Start of EXERCISE INPUT

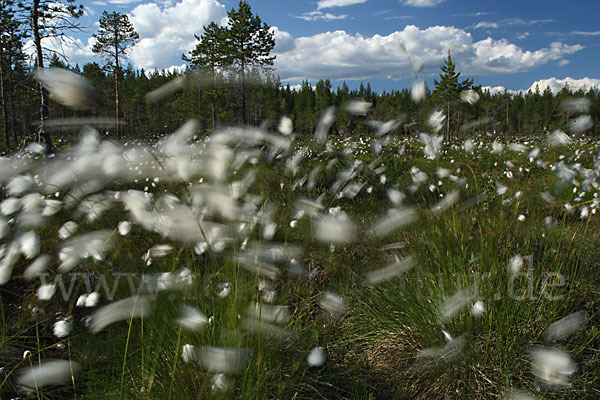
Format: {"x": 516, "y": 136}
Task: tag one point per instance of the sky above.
{"x": 508, "y": 44}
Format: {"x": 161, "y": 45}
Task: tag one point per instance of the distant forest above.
{"x": 267, "y": 101}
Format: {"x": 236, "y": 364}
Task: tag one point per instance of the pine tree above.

End of EXERCISE INPUT

PROBLEM DESCRIPTION
Pull out each line of the entries that contains "Format".

YOUR RESPONSE
Format: {"x": 516, "y": 136}
Format: {"x": 161, "y": 45}
Format: {"x": 236, "y": 364}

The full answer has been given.